What to produce: Among the records that follow, find the line with "negative clicks: (229, 343)" and the line with "positive clicks: (643, 191)". Set down those lines and all lines between them exactly, without adding anything.

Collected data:

##############################

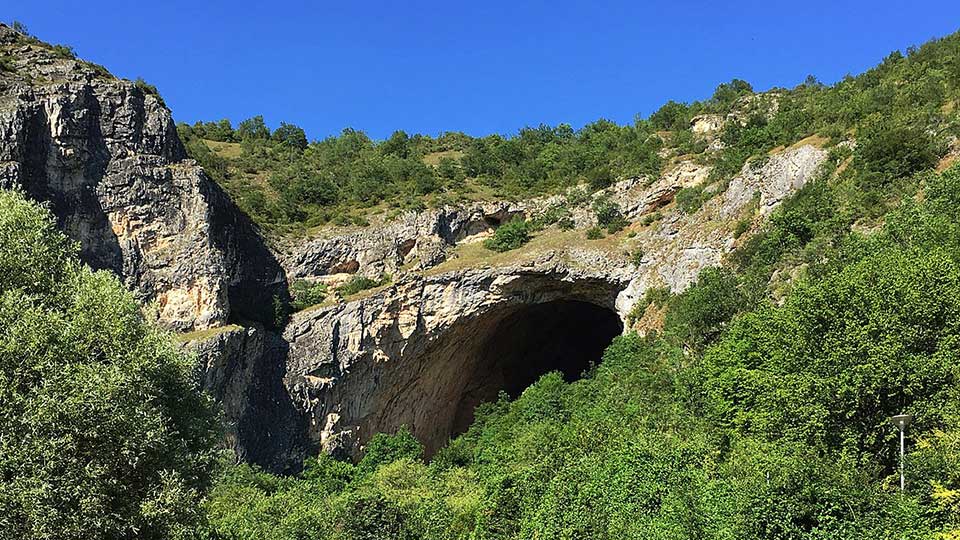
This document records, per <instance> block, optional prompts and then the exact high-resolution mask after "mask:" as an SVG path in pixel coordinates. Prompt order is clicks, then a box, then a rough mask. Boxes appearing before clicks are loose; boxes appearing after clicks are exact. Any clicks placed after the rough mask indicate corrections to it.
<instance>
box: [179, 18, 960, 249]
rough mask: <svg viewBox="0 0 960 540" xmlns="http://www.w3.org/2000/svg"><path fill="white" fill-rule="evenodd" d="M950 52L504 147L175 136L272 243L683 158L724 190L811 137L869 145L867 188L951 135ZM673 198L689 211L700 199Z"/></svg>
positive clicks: (739, 90)
mask: <svg viewBox="0 0 960 540" xmlns="http://www.w3.org/2000/svg"><path fill="white" fill-rule="evenodd" d="M956 41H957V40H956V39H955V38H954V37H951V38H949V39H945V40H941V41H940V42H937V43H934V44H930V45H927V46H925V47H921V48H915V49H911V50H909V51H907V54H906V55H904V54H902V53H900V52H899V51H897V52H894V53H892V54H891V55H890V56H888V57H887V58H886V59H884V61H883V63H882V64H880V65H879V66H877V67H876V68H874V69H872V70H870V71H868V72H866V73H864V74H861V75H859V76H857V77H849V76H848V77H847V78H845V79H844V80H843V81H841V82H839V83H837V84H836V85H833V86H826V85H823V84H821V83H819V82H818V81H817V80H816V78H814V77H812V76H811V77H808V78H807V80H806V81H805V82H804V83H803V84H802V85H800V86H798V87H796V88H793V89H789V90H788V89H782V88H775V89H772V90H770V91H767V92H763V93H754V91H753V88H752V87H751V85H750V84H749V83H747V82H745V81H742V80H737V79H735V80H733V81H731V82H729V83H724V84H721V85H720V86H718V87H717V89H716V91H715V92H714V94H713V96H712V97H711V98H710V99H708V100H705V101H698V102H694V103H690V104H686V103H677V102H673V101H671V102H668V103H667V104H665V105H663V106H662V107H661V108H660V109H659V110H657V111H656V112H655V113H653V114H652V115H650V116H649V117H648V118H639V117H638V118H637V120H636V121H635V122H634V123H633V124H631V125H618V124H616V123H613V122H610V121H607V120H598V121H596V122H593V123H591V124H588V125H586V126H584V127H582V128H581V129H579V130H574V129H573V128H571V126H569V125H565V124H561V125H558V126H546V125H540V126H538V127H528V128H524V129H521V130H520V131H519V132H518V133H517V134H516V135H513V136H509V137H504V136H501V135H489V136H486V137H471V136H469V135H466V134H464V133H460V132H447V133H444V134H442V135H440V136H438V137H431V136H429V135H422V134H415V135H412V136H410V135H408V134H407V133H405V132H403V131H397V132H395V133H394V134H393V135H392V136H391V137H390V138H389V139H387V140H384V141H373V140H371V139H370V138H369V137H368V136H367V135H365V134H364V133H363V132H361V131H357V130H353V129H345V130H343V133H342V134H341V135H339V136H336V137H329V138H326V139H324V140H321V141H314V142H309V141H308V140H307V137H306V135H305V134H304V132H303V130H302V129H301V128H299V127H297V126H296V125H293V124H287V123H282V124H281V125H280V127H278V128H277V129H275V130H273V131H272V132H271V130H270V129H269V128H268V127H267V126H266V124H265V123H264V120H263V118H262V117H260V116H256V117H253V118H250V119H248V120H244V121H243V122H240V123H239V124H238V125H237V126H236V128H234V127H233V126H232V125H231V123H230V122H229V121H227V120H221V121H219V122H197V123H196V124H194V125H192V126H191V125H186V124H180V125H179V131H180V134H181V137H182V138H183V140H184V141H185V143H186V145H187V148H188V151H189V152H190V154H191V155H192V156H193V157H194V158H196V159H198V160H199V161H200V163H201V164H202V165H203V166H204V168H205V169H206V170H207V171H208V172H209V173H210V174H211V175H212V176H213V177H214V179H215V180H217V181H218V182H219V183H221V184H222V185H224V186H225V187H226V188H227V190H228V191H229V192H230V193H231V195H232V196H233V197H234V199H235V200H236V201H237V202H238V204H239V205H240V206H241V207H242V208H243V209H244V210H245V211H246V212H247V213H248V214H250V215H251V216H252V217H254V219H255V220H256V221H257V222H258V223H260V224H261V225H262V226H263V227H264V228H266V229H268V230H277V231H281V232H287V231H291V230H302V229H303V228H304V227H313V226H317V225H321V224H324V223H326V222H330V221H332V222H333V223H336V224H339V225H346V224H351V223H356V224H361V225H362V224H364V223H366V219H365V216H366V215H367V214H368V213H369V212H370V209H371V208H373V209H375V210H384V209H389V208H394V209H403V208H422V207H424V206H425V205H433V206H435V205H439V204H444V203H450V202H461V201H464V200H470V199H478V198H480V199H482V198H492V197H500V198H503V197H508V198H509V197H528V196H532V195H537V194H542V193H550V192H555V191H558V190H561V189H564V188H568V187H571V186H576V185H580V184H581V183H586V184H587V185H588V186H590V187H592V188H593V189H600V188H603V187H606V186H608V185H609V184H610V183H611V182H613V181H614V180H615V179H617V178H622V177H628V176H656V175H657V174H659V173H660V172H661V171H662V170H663V169H665V168H667V167H669V166H670V165H671V164H673V163H675V162H676V161H677V160H678V159H681V158H682V159H694V160H696V161H697V162H700V163H705V164H712V165H715V168H714V171H713V176H712V177H711V179H710V181H711V182H713V181H718V180H720V181H722V180H725V179H729V178H730V177H732V176H733V175H735V174H736V173H737V172H739V171H740V168H741V167H742V165H743V164H744V163H745V162H746V161H747V160H748V159H750V158H751V157H755V158H756V157H760V156H763V155H765V154H766V153H767V152H768V151H770V150H772V149H775V148H777V147H779V146H784V145H790V144H792V143H794V142H796V141H799V140H801V139H803V138H805V137H807V136H810V135H819V136H821V137H824V138H826V140H827V141H828V143H827V144H829V145H834V144H836V143H839V142H841V141H844V140H846V139H848V138H850V137H851V136H852V135H853V134H854V133H855V134H856V138H857V141H858V142H859V143H861V144H869V145H870V147H869V148H867V149H865V150H864V151H865V152H872V155H871V156H867V158H868V159H867V160H866V161H864V163H871V164H872V165H870V167H873V168H872V169H870V170H869V171H864V172H865V173H869V174H868V176H869V175H873V178H872V179H868V178H866V176H865V177H864V182H863V183H864V185H867V186H874V185H876V184H880V183H882V182H883V180H882V178H883V177H885V176H888V175H903V174H905V173H906V172H908V170H909V169H914V168H918V167H923V166H928V165H929V164H930V163H931V162H933V161H935V160H936V158H937V155H938V154H939V153H942V152H943V150H944V148H943V147H942V145H943V143H944V140H945V137H946V136H948V135H950V134H955V133H956V131H957V129H958V127H957V120H956V114H955V112H954V107H955V105H954V103H955V98H956V88H957V85H958V77H960V65H958V56H957V54H956V47H957V45H956ZM706 114H714V115H720V118H722V119H725V120H726V122H725V128H724V130H723V133H722V137H721V141H720V142H721V144H717V145H710V144H708V141H707V140H706V139H705V138H704V137H702V136H698V135H697V134H695V133H694V132H693V131H692V130H691V129H690V122H691V120H692V119H693V118H695V117H697V116H699V115H706ZM900 145H907V146H908V148H903V149H901V148H899V147H900ZM893 152H896V153H893ZM883 156H889V157H883ZM872 191H874V190H873V188H872V187H871V192H872ZM685 195H686V196H687V197H688V198H690V199H691V200H693V201H696V200H697V196H698V193H697V192H696V190H693V191H692V192H690V193H687V194H685ZM869 196H879V195H878V194H876V193H874V194H873V195H869ZM865 202H867V203H868V204H872V203H871V202H869V201H865Z"/></svg>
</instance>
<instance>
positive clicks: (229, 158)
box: [203, 139, 243, 159]
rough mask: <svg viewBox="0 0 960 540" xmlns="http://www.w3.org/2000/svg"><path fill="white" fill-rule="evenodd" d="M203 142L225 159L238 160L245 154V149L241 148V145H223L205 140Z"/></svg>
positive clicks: (224, 143)
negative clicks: (242, 154) (238, 157)
mask: <svg viewBox="0 0 960 540" xmlns="http://www.w3.org/2000/svg"><path fill="white" fill-rule="evenodd" d="M203 142H205V143H207V146H209V147H210V149H211V150H213V152H214V153H215V154H217V155H218V156H220V157H222V158H224V159H237V158H238V157H240V154H242V153H243V149H242V148H240V143H223V142H220V141H211V140H209V139H203Z"/></svg>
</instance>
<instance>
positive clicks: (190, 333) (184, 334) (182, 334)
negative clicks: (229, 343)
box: [174, 324, 241, 343]
mask: <svg viewBox="0 0 960 540" xmlns="http://www.w3.org/2000/svg"><path fill="white" fill-rule="evenodd" d="M240 329H241V327H240V326H237V325H235V324H228V325H225V326H217V327H215V328H207V329H206V330H194V331H193V332H186V333H184V334H176V335H175V336H174V339H176V340H177V341H179V342H181V343H186V342H188V341H200V340H205V339H210V338H212V337H214V336H219V335H220V334H223V333H224V332H232V331H234V330H240Z"/></svg>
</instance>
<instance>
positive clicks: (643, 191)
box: [283, 146, 826, 456]
mask: <svg viewBox="0 0 960 540" xmlns="http://www.w3.org/2000/svg"><path fill="white" fill-rule="evenodd" d="M825 157H826V152H824V151H822V150H819V149H817V148H814V147H812V146H801V147H799V148H796V149H791V150H788V151H785V152H783V153H781V154H778V155H775V156H771V157H770V158H769V159H767V160H766V162H765V163H764V164H763V165H762V166H756V167H751V166H749V165H748V166H746V167H745V168H744V170H743V172H742V173H741V174H740V175H738V176H737V177H736V178H734V179H732V180H731V181H730V182H729V185H728V186H727V187H726V189H725V190H724V191H723V192H722V193H717V194H715V195H714V196H713V197H711V198H710V199H709V200H708V201H706V202H705V203H704V204H703V206H702V208H700V209H699V210H698V211H696V212H694V213H692V214H686V213H684V212H682V211H680V210H679V209H677V208H676V206H675V205H672V204H671V202H672V199H673V196H674V194H675V193H676V192H677V191H678V190H679V189H681V188H683V187H689V186H691V185H698V184H702V183H704V181H705V179H706V178H707V177H708V173H709V169H704V168H702V167H699V168H698V167H697V166H695V165H693V164H689V163H687V164H681V165H680V166H679V167H678V168H677V169H676V170H674V171H672V172H671V173H668V174H666V175H664V176H663V177H662V178H659V179H657V180H656V181H654V182H653V183H648V182H645V181H644V180H643V179H630V180H626V181H624V182H621V183H619V184H617V185H615V186H613V187H612V188H611V189H610V190H608V192H607V193H606V194H604V195H603V196H606V197H609V198H610V199H611V200H613V201H615V202H617V204H619V205H620V206H621V209H622V210H623V211H624V213H625V214H626V215H627V216H628V217H629V218H630V219H632V220H637V219H640V218H642V217H643V216H645V215H651V214H652V213H656V214H658V215H660V217H659V219H658V220H656V221H654V222H653V223H651V224H650V225H649V226H646V227H640V228H639V229H635V230H634V233H635V235H634V236H633V237H632V238H631V239H629V240H628V241H627V244H626V246H625V247H629V248H630V249H632V250H634V251H636V250H639V251H640V252H642V253H643V257H642V260H641V261H640V263H639V264H634V263H631V262H629V260H628V258H627V257H626V255H625V254H624V252H623V249H622V248H620V249H613V250H610V249H605V248H602V247H599V246H593V245H591V244H573V245H568V246H564V247H562V248H556V249H548V250H545V251H534V252H532V254H525V255H520V254H518V255H516V260H514V261H513V262H511V263H510V264H508V265H505V266H499V267H487V268H468V269H465V270H456V271H450V272H443V273H438V274H434V275H430V274H423V273H419V274H415V273H411V274H406V275H404V276H403V277H402V278H401V279H400V281H398V282H397V283H395V284H393V285H391V286H389V287H387V288H386V289H384V290H382V291H379V292H376V293H375V294H372V295H370V296H368V297H366V298H363V299H359V300H356V301H352V302H345V303H339V304H336V305H332V306H327V307H321V308H318V309H315V310H309V311H306V312H302V313H299V314H297V315H295V316H294V319H293V321H291V323H290V325H288V327H287V329H286V330H285V332H284V334H283V337H284V339H285V341H286V342H287V343H288V344H289V351H288V356H287V360H286V374H285V377H284V384H285V387H286V389H287V391H288V392H289V395H290V396H291V399H292V401H293V403H294V405H295V407H296V408H297V409H298V410H299V411H301V412H302V414H303V415H304V417H305V425H306V426H307V433H306V436H307V440H306V444H307V446H308V447H313V448H316V447H319V448H322V449H324V450H326V451H330V452H343V453H345V454H348V455H353V456H356V455H357V453H358V452H359V448H360V447H361V446H362V444H363V443H364V442H365V441H366V440H368V438H369V437H370V436H371V435H372V434H373V433H376V432H377V431H392V430H395V429H397V428H399V427H400V426H401V425H406V426H408V427H409V428H410V429H411V430H412V431H413V433H414V434H415V435H417V436H418V437H419V438H420V439H421V440H422V441H423V442H424V443H425V444H426V447H427V451H428V452H430V451H432V450H435V449H436V448H438V447H439V446H440V445H442V444H443V443H444V442H445V441H446V440H447V438H448V437H449V436H451V435H453V434H456V433H457V432H458V431H459V430H461V429H463V428H464V427H465V426H466V425H467V423H468V422H469V419H470V418H472V416H471V415H472V410H473V407H474V406H475V405H476V404H477V403H479V402H481V401H484V400H489V399H494V398H495V397H496V392H497V391H498V390H503V389H505V388H508V381H507V380H506V379H507V378H509V377H506V378H505V375H504V373H513V374H514V375H511V376H516V375H515V373H516V367H515V364H524V363H525V362H526V364H527V365H530V364H536V362H535V361H533V362H531V361H530V359H531V358H533V359H537V358H551V359H552V360H550V361H549V362H547V364H548V365H549V366H553V367H556V366H558V365H562V362H561V360H559V358H561V357H563V358H570V357H576V356H577V355H576V354H571V353H570V351H577V350H583V351H588V352H585V353H584V354H585V355H586V356H590V355H592V358H593V359H594V360H595V359H596V358H598V357H599V353H600V351H602V349H603V347H604V346H605V345H606V344H607V343H609V339H610V338H612V334H609V331H610V328H613V327H616V328H615V332H614V333H619V331H620V330H621V329H622V323H621V321H623V320H624V319H626V315H627V314H628V313H629V312H630V310H631V308H632V307H633V305H634V304H635V303H636V302H637V300H638V299H639V298H640V297H642V295H643V293H644V292H645V291H646V289H647V288H649V287H654V286H656V287H663V286H666V287H669V288H670V289H672V290H673V291H675V292H679V291H682V290H683V289H685V288H686V287H688V286H689V285H690V284H691V283H692V282H693V281H694V280H695V279H696V277H697V275H698V274H699V272H700V271H701V270H702V269H703V268H706V267H710V266H717V265H719V264H721V263H722V261H723V259H724V257H725V255H727V254H728V253H729V252H730V251H732V250H733V249H734V248H735V247H736V245H737V244H738V239H737V238H735V230H736V228H737V223H740V222H743V223H746V224H748V227H755V226H757V225H759V224H760V223H761V222H762V220H763V219H764V218H765V217H766V216H767V215H769V213H770V212H771V211H773V209H774V208H775V207H776V206H777V205H778V204H779V203H780V202H781V201H782V200H783V199H784V198H786V197H787V196H789V195H790V194H792V193H794V192H795V191H796V190H797V189H799V188H801V187H802V186H803V185H805V184H806V183H807V182H809V181H810V180H811V179H812V178H814V176H815V174H816V172H817V170H818V168H819V165H820V164H821V163H822V162H823V160H824V159H825ZM716 188H717V186H713V187H709V186H708V189H716ZM533 204H534V203H527V205H526V206H525V207H524V210H525V211H532V206H533ZM539 206H542V204H541V205H539ZM744 238H745V237H744ZM387 243H389V242H387ZM524 257H528V258H526V259H524ZM378 260H379V259H378ZM357 271H361V272H362V271H363V270H362V266H361V267H360V268H358V269H357ZM558 314H559V315H558ZM609 316H612V317H613V321H615V322H614V323H611V324H605V323H603V321H605V320H609V319H608V317H609ZM561 320H566V321H582V322H580V323H578V324H576V325H574V326H573V327H567V326H564V325H563V324H562V323H561ZM523 321H536V322H535V326H532V327H530V326H524V322H523ZM603 328H606V330H605V331H606V332H608V333H607V334H604V335H605V336H606V338H605V341H604V340H603V339H601V340H600V341H602V343H601V344H600V345H595V344H594V341H592V340H593V339H594V338H595V336H593V335H592V334H590V332H591V331H601V333H603V330H601V329H603ZM518 333H519V334H522V335H523V336H524V337H523V338H522V339H520V338H518V337H517V335H518ZM541 335H548V336H550V337H551V340H552V341H548V342H541V341H540V340H539V339H538V336H541ZM498 343H510V344H511V345H510V347H508V348H499V347H498V346H497V344H498ZM531 343H533V344H535V346H533V347H530V348H524V347H525V345H530V344H531ZM554 347H561V348H562V349H563V350H564V351H566V354H554V353H555V352H556V349H555V348H554ZM591 347H593V348H591ZM518 350H520V351H524V353H523V354H524V357H523V358H517V357H515V356H513V355H512V353H511V351H518ZM491 357H495V358H498V359H499V360H493V359H491ZM511 362H513V364H511ZM551 362H552V363H551ZM553 367H548V368H545V369H544V371H549V370H550V369H553ZM511 370H513V371H511ZM541 373H542V372H541ZM519 378H520V379H522V377H519ZM528 382H532V381H528Z"/></svg>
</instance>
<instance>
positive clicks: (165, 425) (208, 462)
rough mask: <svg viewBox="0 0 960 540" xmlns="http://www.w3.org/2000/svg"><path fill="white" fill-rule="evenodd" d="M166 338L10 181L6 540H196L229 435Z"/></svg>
mask: <svg viewBox="0 0 960 540" xmlns="http://www.w3.org/2000/svg"><path fill="white" fill-rule="evenodd" d="M191 372H192V366H191V364H190V362H189V359H188V358H186V357H185V356H183V355H182V353H180V352H179V351H178V350H177V349H176V348H175V345H174V344H173V342H172V340H171V339H170V338H169V336H168V335H166V334H165V333H163V332H161V331H160V330H159V329H157V328H155V327H153V326H151V325H149V324H147V323H146V322H145V321H144V319H143V315H142V314H141V312H140V306H139V305H137V303H136V302H135V301H134V299H133V296H132V295H131V294H130V293H129V292H128V291H127V290H126V289H124V287H123V285H122V284H121V283H120V281H119V280H117V278H116V277H115V276H114V275H113V274H110V273H108V272H92V271H91V270H90V269H89V268H88V267H86V266H84V265H82V264H81V263H80V262H79V256H78V247H77V246H75V245H74V244H72V243H71V242H70V241H68V240H67V239H66V238H65V237H64V236H63V234H62V233H61V232H60V231H59V230H58V229H57V228H56V224H55V222H54V219H53V217H52V216H51V215H50V213H49V212H48V211H47V210H45V209H44V208H42V207H40V206H39V205H37V204H36V203H32V202H28V201H26V200H25V199H24V197H23V196H22V195H21V194H19V193H16V192H10V191H0V537H3V538H21V539H32V538H38V539H39V538H190V537H194V535H195V534H196V531H197V530H198V528H199V527H201V526H202V524H203V522H204V515H203V513H202V509H201V508H200V507H199V506H198V503H199V501H200V500H201V499H202V497H203V495H204V493H205V491H206V489H207V488H208V486H209V485H210V481H211V476H212V474H213V471H214V466H215V463H216V460H215V458H216V452H215V449H216V447H217V441H218V439H219V435H218V429H217V422H216V415H215V414H214V412H213V408H212V404H211V403H210V401H209V400H208V399H207V398H206V397H205V396H204V395H202V394H201V393H200V391H199V386H198V385H197V384H196V383H195V381H193V380H192V377H191V375H190V374H191Z"/></svg>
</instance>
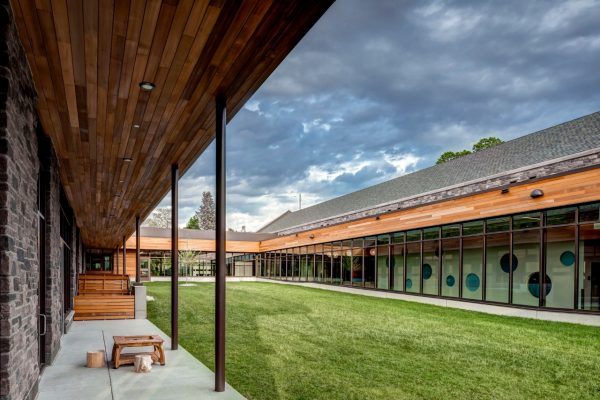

##############################

Expected answer:
negative clicks: (229, 343)
box: [174, 324, 241, 343]
mask: <svg viewBox="0 0 960 540" xmlns="http://www.w3.org/2000/svg"><path fill="white" fill-rule="evenodd" d="M240 329H241V327H240V326H237V325H235V324H228V325H225V326H217V327H215V328H207V329H206V330H194V331H193V332H186V333H184V334H176V335H175V336H174V339H176V340H177V341H179V342H181V343H186V342H188V341H200V340H205V339H210V338H212V337H214V336H219V335H220V334H223V333H224V332H232V331H234V330H240Z"/></svg>
</instance>
<instance>
positive clicks: (643, 191)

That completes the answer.